■ **What is being asked**: Repeat all of the records word for word, but skip any picture.

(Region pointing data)
----------------------------------------
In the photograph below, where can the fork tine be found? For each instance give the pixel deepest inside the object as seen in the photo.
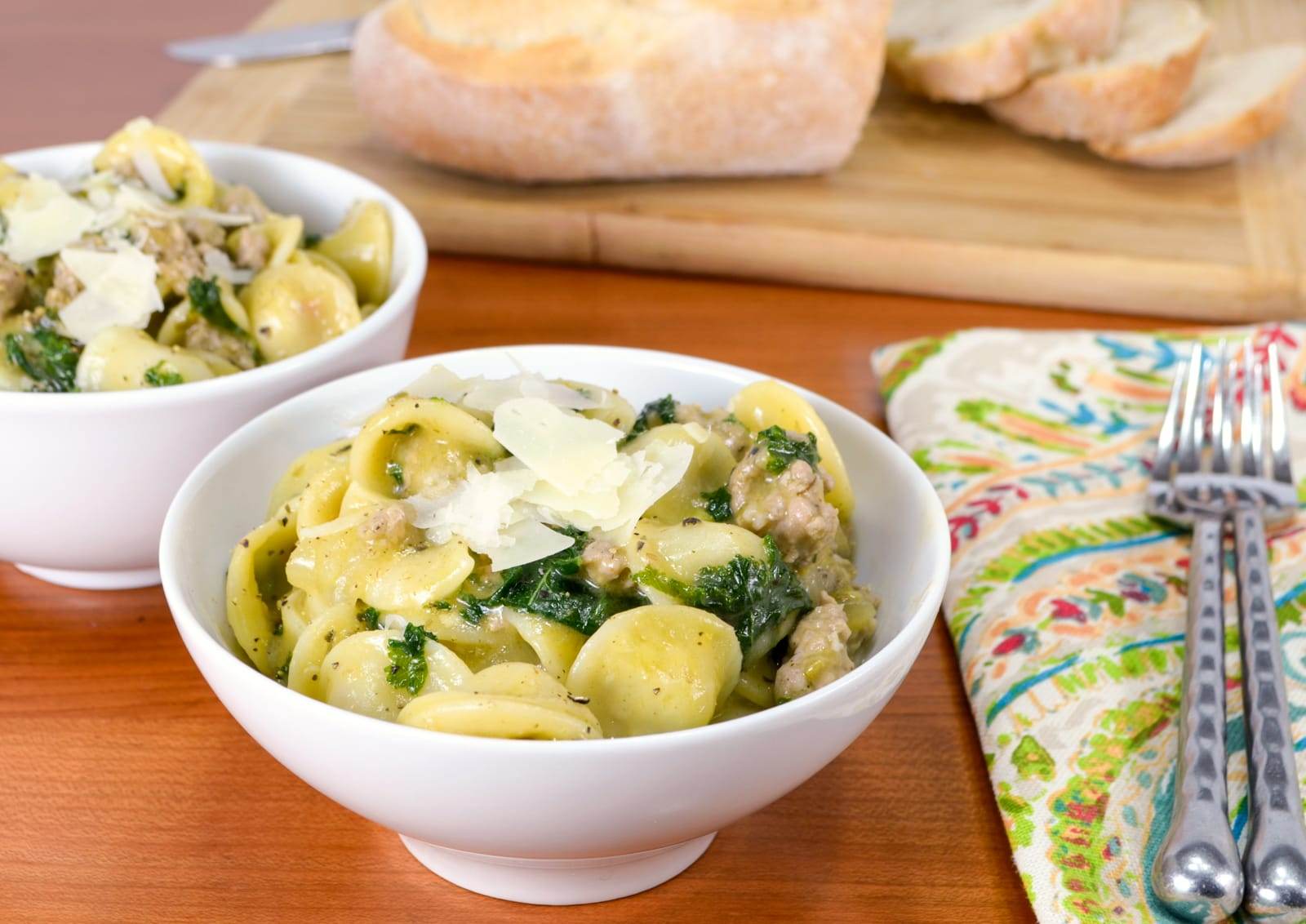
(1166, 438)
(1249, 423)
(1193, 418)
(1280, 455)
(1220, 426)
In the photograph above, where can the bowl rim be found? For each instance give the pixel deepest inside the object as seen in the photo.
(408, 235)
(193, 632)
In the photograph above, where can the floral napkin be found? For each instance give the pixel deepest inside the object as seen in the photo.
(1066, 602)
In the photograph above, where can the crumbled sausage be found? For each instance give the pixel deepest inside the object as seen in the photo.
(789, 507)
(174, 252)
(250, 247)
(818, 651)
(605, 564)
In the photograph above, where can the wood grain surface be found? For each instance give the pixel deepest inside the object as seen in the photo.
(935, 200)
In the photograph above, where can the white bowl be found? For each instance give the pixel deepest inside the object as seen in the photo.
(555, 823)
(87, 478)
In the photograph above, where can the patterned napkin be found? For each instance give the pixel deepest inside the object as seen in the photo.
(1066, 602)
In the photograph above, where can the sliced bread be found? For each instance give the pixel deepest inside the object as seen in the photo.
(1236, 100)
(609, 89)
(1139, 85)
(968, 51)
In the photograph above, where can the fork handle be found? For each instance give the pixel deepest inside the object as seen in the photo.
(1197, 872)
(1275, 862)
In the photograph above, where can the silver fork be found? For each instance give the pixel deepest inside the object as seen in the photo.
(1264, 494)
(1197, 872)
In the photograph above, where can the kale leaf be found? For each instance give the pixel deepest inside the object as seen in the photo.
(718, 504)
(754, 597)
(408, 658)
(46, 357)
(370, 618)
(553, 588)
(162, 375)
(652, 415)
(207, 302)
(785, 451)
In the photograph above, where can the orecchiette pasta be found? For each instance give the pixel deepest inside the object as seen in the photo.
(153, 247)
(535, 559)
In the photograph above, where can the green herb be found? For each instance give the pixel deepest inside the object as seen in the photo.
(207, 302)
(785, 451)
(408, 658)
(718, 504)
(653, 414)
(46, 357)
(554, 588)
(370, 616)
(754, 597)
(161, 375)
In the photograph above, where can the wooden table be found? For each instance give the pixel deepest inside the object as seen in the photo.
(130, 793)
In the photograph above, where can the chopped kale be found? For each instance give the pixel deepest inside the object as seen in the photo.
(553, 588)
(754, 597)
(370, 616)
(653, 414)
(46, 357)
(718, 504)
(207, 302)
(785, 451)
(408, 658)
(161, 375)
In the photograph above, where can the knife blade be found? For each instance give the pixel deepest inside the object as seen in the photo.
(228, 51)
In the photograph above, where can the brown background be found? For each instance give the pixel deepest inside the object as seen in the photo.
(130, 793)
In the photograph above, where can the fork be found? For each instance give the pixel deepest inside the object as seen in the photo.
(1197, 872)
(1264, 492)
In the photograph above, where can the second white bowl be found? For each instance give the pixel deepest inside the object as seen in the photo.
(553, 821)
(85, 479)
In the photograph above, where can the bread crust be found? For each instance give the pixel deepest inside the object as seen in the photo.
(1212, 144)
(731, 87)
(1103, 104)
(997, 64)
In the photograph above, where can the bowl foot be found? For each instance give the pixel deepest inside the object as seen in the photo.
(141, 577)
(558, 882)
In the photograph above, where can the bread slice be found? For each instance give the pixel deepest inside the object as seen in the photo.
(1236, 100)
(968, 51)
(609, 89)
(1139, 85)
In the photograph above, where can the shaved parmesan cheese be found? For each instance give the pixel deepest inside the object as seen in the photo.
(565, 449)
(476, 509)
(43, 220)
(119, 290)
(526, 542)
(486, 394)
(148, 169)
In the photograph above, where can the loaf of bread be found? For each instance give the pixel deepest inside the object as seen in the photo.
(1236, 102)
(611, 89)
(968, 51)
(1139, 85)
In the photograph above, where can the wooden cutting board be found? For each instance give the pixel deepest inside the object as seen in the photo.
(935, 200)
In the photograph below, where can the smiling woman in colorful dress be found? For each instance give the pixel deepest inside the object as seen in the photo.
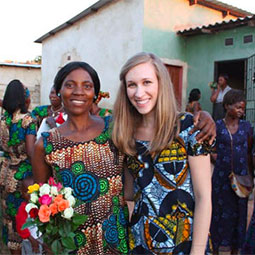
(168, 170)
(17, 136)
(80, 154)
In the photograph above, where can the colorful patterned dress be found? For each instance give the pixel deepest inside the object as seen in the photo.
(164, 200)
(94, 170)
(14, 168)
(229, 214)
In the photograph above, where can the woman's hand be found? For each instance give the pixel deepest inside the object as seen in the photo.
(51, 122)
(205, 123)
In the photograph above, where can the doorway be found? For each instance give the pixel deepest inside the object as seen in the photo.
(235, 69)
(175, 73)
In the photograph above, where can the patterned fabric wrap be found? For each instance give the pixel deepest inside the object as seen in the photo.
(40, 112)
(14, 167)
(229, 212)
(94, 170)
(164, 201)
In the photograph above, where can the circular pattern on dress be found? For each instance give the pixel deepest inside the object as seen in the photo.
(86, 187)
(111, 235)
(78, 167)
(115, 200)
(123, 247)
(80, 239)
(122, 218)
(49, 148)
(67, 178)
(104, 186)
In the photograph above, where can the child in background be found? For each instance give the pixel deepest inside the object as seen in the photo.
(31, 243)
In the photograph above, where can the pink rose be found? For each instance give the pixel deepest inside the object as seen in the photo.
----------------------------------------
■ **Answer below**:
In the photograph below, where can the fork tine be found? For each instance give the pixel deepest inside the object as seen in the photo.
(1166, 438)
(1249, 423)
(1193, 418)
(1280, 455)
(1220, 426)
In the photograph above, where can the bowl rim be found? For each instance give the pixel deepest inside the object as seen in the photo.
(408, 235)
(193, 632)
In the photograph above, where can the floral napkin be found? For each instance give the pixel deepest inside the object as seen in the photo.
(1066, 602)
In the photograph above, where can the crumbled sausage be found? For each instance give the pixel deepest inside the object as seen in the photo.
(789, 507)
(174, 252)
(250, 247)
(818, 651)
(605, 564)
In the photograph above, where can the wood grain surface be found? For each instance give the pixel deepest inside the object as seen in the photo.
(935, 200)
In the photograph above, where can the white bowl be found? For each instance give the pixel deepest inside the object as seen in the photo.
(555, 823)
(87, 478)
In the photograph above, where can the patterned napkin be found? For each instance give the pixel deepest inside the object as seen in the photo.
(1066, 602)
In the photograph above, where can the sliced bread be found? For each instance give the pixel deepest inside the object as seen in the photo.
(1236, 100)
(609, 89)
(1139, 85)
(968, 51)
In the photograph above, where can the fork handle be found? For each instance give the pixel deepest inside the object as seen in the photo.
(1197, 872)
(1275, 862)
In the photograph above, where can the silver fork be found? For each instance give the pixel deepest inside the object as seen in the photo.
(1264, 494)
(1197, 872)
In the photograph above, where can the kale leaf be found? For each instance give the pixel deepest inside the object as seen in the photo.
(718, 504)
(754, 597)
(408, 658)
(46, 357)
(370, 618)
(553, 588)
(162, 375)
(652, 415)
(207, 302)
(785, 451)
In the photograph above, where can the orecchiette pasta be found? For each instance give the pixel deepest inside the object as seen in the photo.
(153, 247)
(535, 559)
In the photograph above, where can the green herb be found? For each instance give the pixel deepest inside the object as seen in the photo.
(207, 302)
(785, 451)
(408, 658)
(718, 504)
(653, 414)
(46, 357)
(554, 588)
(370, 616)
(754, 597)
(161, 375)
In the photograph above, where can the wooden table be found? For each instance give the pixel deepest inside the object as seen in the photo.
(130, 793)
In the photograph above, where can the chopped kale be found? For each instance give the pixel deepest inside the object as seen in the photo.
(553, 588)
(754, 597)
(370, 616)
(653, 414)
(46, 357)
(718, 504)
(207, 302)
(785, 451)
(408, 658)
(161, 375)
In the photograph above, where can the knife blade be found? For each instance give the pixel deepest inside the object as seen in the photo.
(228, 51)
In the photograph above, where can the brown background be found? For each instance give the pixel deepest inside the object as seen in the photo.
(130, 793)
In the photograph above, where can the fork be found? For each instance give the pixel deepest inside the object as seen in the photo.
(1197, 872)
(1264, 492)
In the photograph above, where can the second white bowl be found? For each instance give the pixel deepest inside the object as seen in the photo.
(553, 821)
(85, 479)
In the photograph above, where can the bread crust be found? For each instance give the pixel deepest inside the object as seen in the photo.
(1212, 144)
(731, 87)
(1103, 104)
(997, 64)
In the photograph above, where can the bowl foot be found? For each instance give the pixel deepest inside the object as seen in the photo.
(141, 577)
(558, 882)
In the photograph above, where can the bread slice be found? For each instance give the pixel deepest inside the object as seen in the photo.
(1236, 100)
(968, 51)
(609, 89)
(1139, 85)
In the photograph above, where can the shaved parmesan cheese be found? For each instance give the pixel deepest inside the object as seen in the photo.
(565, 449)
(476, 509)
(43, 220)
(119, 290)
(526, 542)
(486, 394)
(148, 169)
In the photograph above, where can the loaf of bread be found? For each instance give the pixel deepest inside the object as seen in the photo.
(1236, 102)
(611, 89)
(968, 51)
(1139, 85)
In the photograph above, where can the wooden cutting board be found? For each instance give the pixel deepest inside the object as seen in the photo.
(935, 200)
In the photograph below, where can the smiling woman in colorful dress be found? For each instance give the pixel deepest inside the object as seen in the photo.
(168, 170)
(17, 136)
(80, 154)
In the photograph above, where can the colorful patterned dress be found? For each instance give the pixel deepest inside the object as seen in the photo.
(164, 200)
(94, 170)
(14, 168)
(229, 214)
In the photograph above, where can the woman's hand be found? For each instance give the pixel deepest inside the object as seen in the photo.
(51, 122)
(205, 123)
In the photograph above, where can the doorway be found? For each instance give the pixel deepest inside the object as seen in the photo.
(235, 69)
(175, 73)
In the photograph above, where can the patterned fabric wrap be found? For each instance give the pixel deepest inside the object as seen in the photo.
(40, 112)
(14, 167)
(229, 212)
(94, 170)
(164, 201)
In the photograph above, where can the circular pattern on dress be found? For each instance give the pixel deepest inside the object as seen in the photo.
(86, 187)
(111, 235)
(78, 167)
(115, 200)
(123, 247)
(80, 239)
(122, 218)
(49, 148)
(67, 178)
(104, 186)
In the photograph above, where can the child in background be found? For each instance give the pixel deepest inside the object as seen in the photo.
(31, 243)
In the photograph above, where can the pink rose be found? For each instance give the pixel deepest inside the object as seen in the photo.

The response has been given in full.